(Data excerpts)
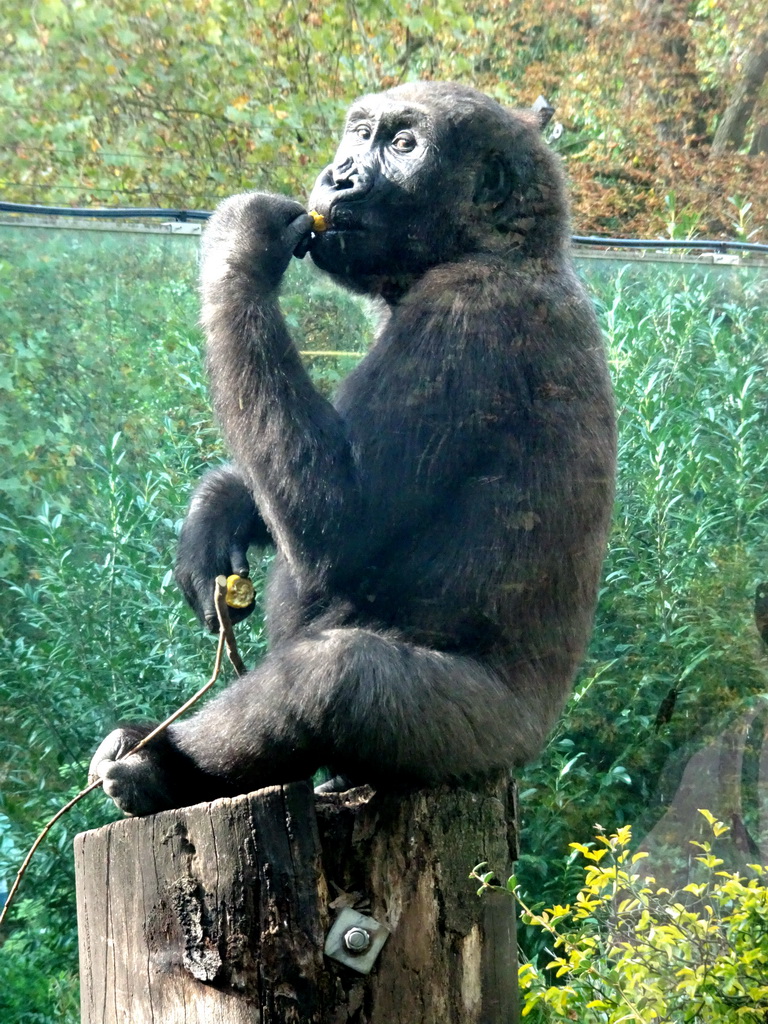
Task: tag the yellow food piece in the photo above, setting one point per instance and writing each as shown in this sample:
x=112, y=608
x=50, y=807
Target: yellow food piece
x=239, y=592
x=320, y=224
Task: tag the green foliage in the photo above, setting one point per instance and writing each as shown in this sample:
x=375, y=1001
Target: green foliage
x=630, y=950
x=689, y=543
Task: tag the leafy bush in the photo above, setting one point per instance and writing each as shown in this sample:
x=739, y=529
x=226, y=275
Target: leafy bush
x=628, y=949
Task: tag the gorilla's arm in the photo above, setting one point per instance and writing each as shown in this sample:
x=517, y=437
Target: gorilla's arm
x=289, y=441
x=222, y=522
x=321, y=479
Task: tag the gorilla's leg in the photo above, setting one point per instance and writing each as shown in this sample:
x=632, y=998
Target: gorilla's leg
x=367, y=704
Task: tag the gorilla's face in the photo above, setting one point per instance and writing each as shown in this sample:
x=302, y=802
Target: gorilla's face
x=428, y=172
x=388, y=196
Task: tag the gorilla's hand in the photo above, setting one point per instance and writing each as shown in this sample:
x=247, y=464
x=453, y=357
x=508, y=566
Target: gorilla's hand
x=138, y=784
x=221, y=523
x=252, y=236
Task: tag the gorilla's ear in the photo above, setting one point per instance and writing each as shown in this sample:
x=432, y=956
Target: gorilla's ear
x=544, y=112
x=494, y=181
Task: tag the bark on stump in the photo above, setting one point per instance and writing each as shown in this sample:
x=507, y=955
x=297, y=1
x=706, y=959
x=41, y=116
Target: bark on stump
x=219, y=912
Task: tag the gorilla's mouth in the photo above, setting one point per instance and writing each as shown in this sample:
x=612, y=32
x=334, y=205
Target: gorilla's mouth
x=344, y=217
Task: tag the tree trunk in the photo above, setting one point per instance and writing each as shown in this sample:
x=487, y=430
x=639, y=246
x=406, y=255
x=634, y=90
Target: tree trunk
x=732, y=128
x=219, y=912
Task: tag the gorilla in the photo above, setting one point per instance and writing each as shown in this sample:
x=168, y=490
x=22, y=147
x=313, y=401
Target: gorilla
x=439, y=526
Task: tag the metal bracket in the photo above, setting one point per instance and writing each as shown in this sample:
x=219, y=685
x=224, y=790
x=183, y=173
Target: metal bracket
x=355, y=940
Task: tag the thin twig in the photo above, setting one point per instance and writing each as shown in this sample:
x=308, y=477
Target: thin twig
x=225, y=626
x=226, y=637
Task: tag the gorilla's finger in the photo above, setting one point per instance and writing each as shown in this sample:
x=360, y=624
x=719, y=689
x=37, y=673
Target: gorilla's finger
x=238, y=558
x=298, y=235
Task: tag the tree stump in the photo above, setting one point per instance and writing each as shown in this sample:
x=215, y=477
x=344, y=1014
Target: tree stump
x=219, y=912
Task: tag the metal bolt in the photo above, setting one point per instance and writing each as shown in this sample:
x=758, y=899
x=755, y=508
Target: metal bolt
x=356, y=940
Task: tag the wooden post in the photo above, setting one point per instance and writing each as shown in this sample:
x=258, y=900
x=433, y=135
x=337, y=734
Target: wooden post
x=219, y=912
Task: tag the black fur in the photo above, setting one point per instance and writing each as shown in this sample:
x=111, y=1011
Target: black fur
x=440, y=526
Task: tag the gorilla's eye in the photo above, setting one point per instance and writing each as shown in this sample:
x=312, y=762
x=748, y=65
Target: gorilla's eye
x=404, y=141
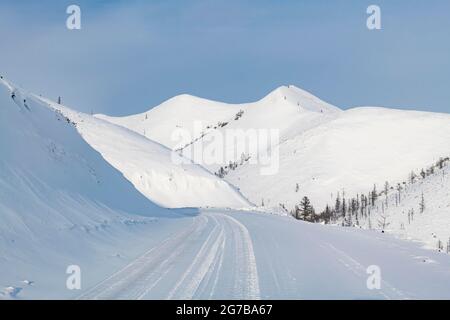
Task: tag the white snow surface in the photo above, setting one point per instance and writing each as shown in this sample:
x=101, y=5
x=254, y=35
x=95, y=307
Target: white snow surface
x=62, y=203
x=428, y=227
x=150, y=167
x=322, y=148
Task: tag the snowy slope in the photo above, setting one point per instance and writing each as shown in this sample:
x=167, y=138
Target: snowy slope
x=62, y=204
x=321, y=148
x=402, y=209
x=283, y=109
x=226, y=254
x=361, y=147
x=150, y=167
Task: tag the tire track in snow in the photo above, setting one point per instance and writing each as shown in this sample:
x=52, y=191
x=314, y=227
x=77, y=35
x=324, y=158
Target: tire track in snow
x=159, y=269
x=201, y=267
x=246, y=280
x=145, y=272
x=359, y=270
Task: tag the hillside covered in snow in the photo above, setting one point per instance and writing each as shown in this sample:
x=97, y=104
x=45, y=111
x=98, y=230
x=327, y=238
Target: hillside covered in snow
x=61, y=203
x=319, y=150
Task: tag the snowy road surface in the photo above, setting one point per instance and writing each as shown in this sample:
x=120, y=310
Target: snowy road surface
x=240, y=255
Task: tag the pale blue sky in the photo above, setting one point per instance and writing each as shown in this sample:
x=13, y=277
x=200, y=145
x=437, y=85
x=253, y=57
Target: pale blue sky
x=131, y=55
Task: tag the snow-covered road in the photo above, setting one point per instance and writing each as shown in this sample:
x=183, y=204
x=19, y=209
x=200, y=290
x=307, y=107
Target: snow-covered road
x=212, y=257
x=242, y=255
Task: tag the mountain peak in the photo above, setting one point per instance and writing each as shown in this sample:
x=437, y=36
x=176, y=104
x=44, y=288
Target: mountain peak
x=292, y=95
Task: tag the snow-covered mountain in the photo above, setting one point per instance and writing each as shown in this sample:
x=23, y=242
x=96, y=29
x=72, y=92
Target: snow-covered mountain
x=149, y=165
x=66, y=199
x=322, y=149
x=61, y=203
x=416, y=208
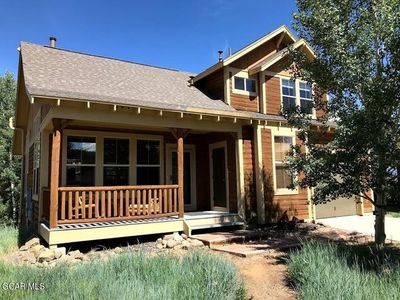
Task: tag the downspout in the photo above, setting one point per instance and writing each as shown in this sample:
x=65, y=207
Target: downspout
x=11, y=125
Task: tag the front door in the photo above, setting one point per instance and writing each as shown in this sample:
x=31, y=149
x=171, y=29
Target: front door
x=189, y=174
x=219, y=177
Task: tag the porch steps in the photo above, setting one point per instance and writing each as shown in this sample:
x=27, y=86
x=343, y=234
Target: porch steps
x=246, y=243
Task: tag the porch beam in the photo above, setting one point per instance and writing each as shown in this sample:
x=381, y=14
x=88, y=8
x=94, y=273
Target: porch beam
x=55, y=172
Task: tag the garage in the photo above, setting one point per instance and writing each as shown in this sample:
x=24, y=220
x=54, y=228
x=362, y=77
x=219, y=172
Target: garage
x=337, y=208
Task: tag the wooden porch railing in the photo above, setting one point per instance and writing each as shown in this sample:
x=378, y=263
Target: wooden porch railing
x=115, y=203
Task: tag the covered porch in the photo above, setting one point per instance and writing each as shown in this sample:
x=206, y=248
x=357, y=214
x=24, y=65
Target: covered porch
x=195, y=185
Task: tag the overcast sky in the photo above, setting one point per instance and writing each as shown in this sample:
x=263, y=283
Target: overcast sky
x=183, y=35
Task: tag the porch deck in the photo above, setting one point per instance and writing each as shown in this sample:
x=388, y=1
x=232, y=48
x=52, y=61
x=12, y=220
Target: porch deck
x=85, y=231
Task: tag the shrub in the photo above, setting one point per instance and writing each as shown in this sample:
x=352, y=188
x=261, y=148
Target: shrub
x=132, y=275
x=322, y=270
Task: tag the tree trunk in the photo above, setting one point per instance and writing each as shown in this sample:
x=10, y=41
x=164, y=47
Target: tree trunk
x=380, y=212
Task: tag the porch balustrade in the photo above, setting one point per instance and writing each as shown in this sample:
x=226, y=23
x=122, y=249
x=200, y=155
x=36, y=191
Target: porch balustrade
x=116, y=203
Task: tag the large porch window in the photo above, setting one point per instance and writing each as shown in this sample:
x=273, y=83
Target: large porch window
x=116, y=162
x=148, y=162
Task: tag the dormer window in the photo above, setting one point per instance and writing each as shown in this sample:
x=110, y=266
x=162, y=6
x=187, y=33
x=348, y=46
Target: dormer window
x=244, y=84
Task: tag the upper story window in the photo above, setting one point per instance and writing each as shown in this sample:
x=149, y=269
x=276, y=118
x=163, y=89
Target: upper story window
x=297, y=93
x=306, y=103
x=116, y=162
x=81, y=161
x=288, y=94
x=148, y=162
x=244, y=84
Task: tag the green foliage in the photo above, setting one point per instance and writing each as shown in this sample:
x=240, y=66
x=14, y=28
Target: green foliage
x=131, y=275
x=8, y=238
x=9, y=165
x=357, y=47
x=321, y=270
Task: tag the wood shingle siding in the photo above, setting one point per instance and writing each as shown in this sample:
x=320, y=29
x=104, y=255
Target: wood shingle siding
x=242, y=102
x=273, y=95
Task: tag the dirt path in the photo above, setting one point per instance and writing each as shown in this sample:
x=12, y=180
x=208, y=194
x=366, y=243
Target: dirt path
x=264, y=276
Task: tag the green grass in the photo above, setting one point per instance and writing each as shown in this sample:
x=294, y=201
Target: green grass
x=8, y=238
x=131, y=275
x=321, y=270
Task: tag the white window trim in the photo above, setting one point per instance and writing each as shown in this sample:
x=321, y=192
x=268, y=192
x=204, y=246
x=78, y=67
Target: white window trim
x=159, y=138
x=99, y=156
x=129, y=165
x=297, y=92
x=243, y=74
x=289, y=132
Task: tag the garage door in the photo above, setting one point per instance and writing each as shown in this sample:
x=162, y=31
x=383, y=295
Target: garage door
x=337, y=208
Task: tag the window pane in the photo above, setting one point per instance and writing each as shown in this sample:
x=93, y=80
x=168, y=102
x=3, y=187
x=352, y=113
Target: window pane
x=110, y=151
x=81, y=150
x=142, y=152
x=282, y=147
x=148, y=175
x=154, y=152
x=116, y=151
x=148, y=152
x=116, y=176
x=123, y=151
x=80, y=176
x=288, y=103
x=283, y=179
x=306, y=106
x=250, y=85
x=239, y=83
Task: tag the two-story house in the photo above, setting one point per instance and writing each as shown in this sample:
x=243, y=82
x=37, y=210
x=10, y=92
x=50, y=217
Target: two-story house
x=114, y=149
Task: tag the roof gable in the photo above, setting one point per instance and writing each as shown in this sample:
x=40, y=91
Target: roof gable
x=282, y=30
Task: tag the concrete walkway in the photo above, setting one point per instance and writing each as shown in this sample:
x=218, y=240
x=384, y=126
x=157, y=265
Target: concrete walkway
x=365, y=225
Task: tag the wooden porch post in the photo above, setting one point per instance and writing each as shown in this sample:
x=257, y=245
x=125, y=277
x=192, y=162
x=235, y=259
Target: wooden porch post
x=55, y=173
x=180, y=172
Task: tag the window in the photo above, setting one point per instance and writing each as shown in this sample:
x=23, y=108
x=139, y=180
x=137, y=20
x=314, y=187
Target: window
x=244, y=84
x=116, y=162
x=148, y=162
x=288, y=94
x=81, y=161
x=282, y=147
x=306, y=103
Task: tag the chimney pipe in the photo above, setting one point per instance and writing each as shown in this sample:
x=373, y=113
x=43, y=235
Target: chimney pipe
x=220, y=55
x=53, y=41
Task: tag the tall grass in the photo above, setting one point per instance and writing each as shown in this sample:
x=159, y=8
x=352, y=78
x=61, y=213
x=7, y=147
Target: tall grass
x=321, y=270
x=131, y=275
x=8, y=238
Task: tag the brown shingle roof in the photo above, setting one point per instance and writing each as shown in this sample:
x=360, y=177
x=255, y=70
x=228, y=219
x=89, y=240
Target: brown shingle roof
x=58, y=73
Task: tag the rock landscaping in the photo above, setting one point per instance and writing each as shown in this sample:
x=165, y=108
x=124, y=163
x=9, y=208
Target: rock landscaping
x=34, y=253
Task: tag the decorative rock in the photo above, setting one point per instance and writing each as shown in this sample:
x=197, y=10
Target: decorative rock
x=177, y=237
x=196, y=243
x=185, y=245
x=32, y=242
x=118, y=250
x=171, y=243
x=46, y=256
x=29, y=257
x=58, y=252
x=37, y=249
x=76, y=254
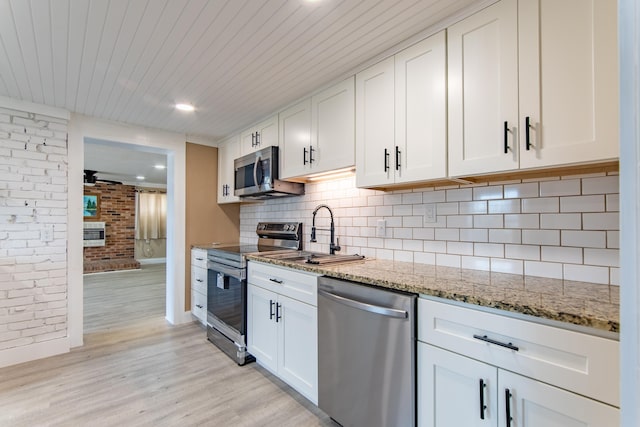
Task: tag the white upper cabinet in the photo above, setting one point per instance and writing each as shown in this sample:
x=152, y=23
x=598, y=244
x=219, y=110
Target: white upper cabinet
x=421, y=107
x=568, y=81
x=542, y=71
x=401, y=117
x=333, y=127
x=483, y=91
x=375, y=124
x=228, y=151
x=295, y=140
x=261, y=135
x=317, y=135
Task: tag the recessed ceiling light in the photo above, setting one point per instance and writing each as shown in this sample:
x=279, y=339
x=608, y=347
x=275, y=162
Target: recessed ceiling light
x=185, y=107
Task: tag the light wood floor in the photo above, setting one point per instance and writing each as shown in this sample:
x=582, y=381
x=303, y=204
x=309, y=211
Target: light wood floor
x=140, y=371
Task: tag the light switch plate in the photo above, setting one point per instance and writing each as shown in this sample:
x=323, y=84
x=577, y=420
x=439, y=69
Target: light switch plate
x=381, y=228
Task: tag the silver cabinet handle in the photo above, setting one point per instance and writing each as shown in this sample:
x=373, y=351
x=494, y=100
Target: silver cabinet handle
x=385, y=311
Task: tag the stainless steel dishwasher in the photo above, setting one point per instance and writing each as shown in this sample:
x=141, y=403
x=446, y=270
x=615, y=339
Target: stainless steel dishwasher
x=366, y=354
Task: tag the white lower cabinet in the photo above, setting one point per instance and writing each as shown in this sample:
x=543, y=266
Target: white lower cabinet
x=455, y=390
x=484, y=369
x=199, y=285
x=282, y=331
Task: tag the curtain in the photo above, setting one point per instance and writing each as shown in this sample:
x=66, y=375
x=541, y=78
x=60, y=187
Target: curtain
x=151, y=218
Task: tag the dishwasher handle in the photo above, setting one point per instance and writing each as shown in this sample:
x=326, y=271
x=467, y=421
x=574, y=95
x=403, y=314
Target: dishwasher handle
x=385, y=311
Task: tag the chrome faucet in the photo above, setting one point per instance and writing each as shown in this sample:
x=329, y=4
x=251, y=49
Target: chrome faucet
x=332, y=246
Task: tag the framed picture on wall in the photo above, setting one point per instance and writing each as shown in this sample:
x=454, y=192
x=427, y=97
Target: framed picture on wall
x=91, y=206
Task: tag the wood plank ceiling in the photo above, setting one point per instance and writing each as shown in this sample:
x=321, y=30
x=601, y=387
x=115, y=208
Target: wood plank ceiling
x=235, y=60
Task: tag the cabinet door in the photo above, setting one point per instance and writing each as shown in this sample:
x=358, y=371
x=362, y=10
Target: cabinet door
x=262, y=332
x=375, y=136
x=333, y=127
x=298, y=346
x=261, y=135
x=421, y=110
x=295, y=139
x=449, y=389
x=483, y=91
x=228, y=151
x=532, y=404
x=568, y=81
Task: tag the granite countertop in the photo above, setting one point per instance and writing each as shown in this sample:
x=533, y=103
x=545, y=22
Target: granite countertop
x=586, y=304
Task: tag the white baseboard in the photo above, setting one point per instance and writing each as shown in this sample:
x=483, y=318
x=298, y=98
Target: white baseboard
x=27, y=353
x=152, y=260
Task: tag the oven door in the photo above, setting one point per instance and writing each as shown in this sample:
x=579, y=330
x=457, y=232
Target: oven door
x=253, y=173
x=226, y=299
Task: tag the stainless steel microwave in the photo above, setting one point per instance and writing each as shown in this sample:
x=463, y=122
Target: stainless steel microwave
x=256, y=177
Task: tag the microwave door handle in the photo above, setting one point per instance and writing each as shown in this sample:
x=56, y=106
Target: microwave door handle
x=255, y=173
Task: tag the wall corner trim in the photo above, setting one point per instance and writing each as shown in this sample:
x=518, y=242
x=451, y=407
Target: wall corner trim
x=45, y=110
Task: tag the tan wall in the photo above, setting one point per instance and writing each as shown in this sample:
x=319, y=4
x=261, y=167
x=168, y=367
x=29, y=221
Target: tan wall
x=206, y=221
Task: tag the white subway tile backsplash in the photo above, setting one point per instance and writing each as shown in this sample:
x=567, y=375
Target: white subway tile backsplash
x=521, y=191
x=603, y=257
x=546, y=227
x=601, y=185
x=473, y=235
x=522, y=221
x=460, y=248
x=460, y=221
x=492, y=250
x=476, y=263
x=487, y=193
x=412, y=198
x=423, y=233
x=584, y=239
x=541, y=237
x=530, y=252
x=510, y=266
x=582, y=204
x=424, y=258
x=540, y=205
x=600, y=221
x=435, y=246
x=571, y=221
x=560, y=254
x=505, y=236
x=448, y=260
x=459, y=195
x=452, y=234
x=586, y=273
x=477, y=207
x=543, y=269
x=488, y=221
x=504, y=206
x=569, y=187
x=433, y=196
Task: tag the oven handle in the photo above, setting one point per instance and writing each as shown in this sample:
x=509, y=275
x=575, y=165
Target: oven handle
x=236, y=273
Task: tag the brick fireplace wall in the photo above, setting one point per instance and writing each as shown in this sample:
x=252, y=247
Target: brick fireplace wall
x=118, y=210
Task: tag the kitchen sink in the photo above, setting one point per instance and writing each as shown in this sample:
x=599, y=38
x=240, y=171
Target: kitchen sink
x=314, y=258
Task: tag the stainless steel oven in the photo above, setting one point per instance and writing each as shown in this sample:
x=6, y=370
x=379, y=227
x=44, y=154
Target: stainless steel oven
x=227, y=286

PROBLEM DETAILS: Repeat the lines exactly as they stand, from the opening line of the data through the line with "x=508, y=566". Pictures stay out of the copy.

RESPONSE:
Task: tag the yellow food piece in the photo above, setting one point per instance and writing each as shown in this sample:
x=112, y=608
x=50, y=807
Target: yellow food piece
x=239, y=592
x=320, y=224
Task: tag the green foliage in the photo above, setting one point per instance and writing each as shown in this sample:
x=375, y=1001
Target: green foliage
x=630, y=950
x=689, y=543
Task: tag the leafy bush in the photo above, setting one point per instance and writing each as shown in this sample:
x=739, y=529
x=226, y=275
Target: leafy bush
x=628, y=949
Task: tag the gorilla's arm in the photo above, setting one point per instance and writing each as shown in this sample:
x=517, y=437
Target: gorilla's arm
x=289, y=441
x=222, y=522
x=321, y=479
Task: tag the gorilla's leg in the photo above, setting one point per instance and writing each as shown in this sample:
x=632, y=998
Target: gorilla's leg
x=367, y=704
Task: tag the gorilla's face in the photo above, setting one point per instance and writing each as shown in this sample:
x=302, y=802
Target: gorilla's face
x=428, y=172
x=388, y=196
Task: tag the gorilla's hand in the photo above, setting one point per instance and writing each as shown in this sample:
x=247, y=464
x=453, y=357
x=508, y=566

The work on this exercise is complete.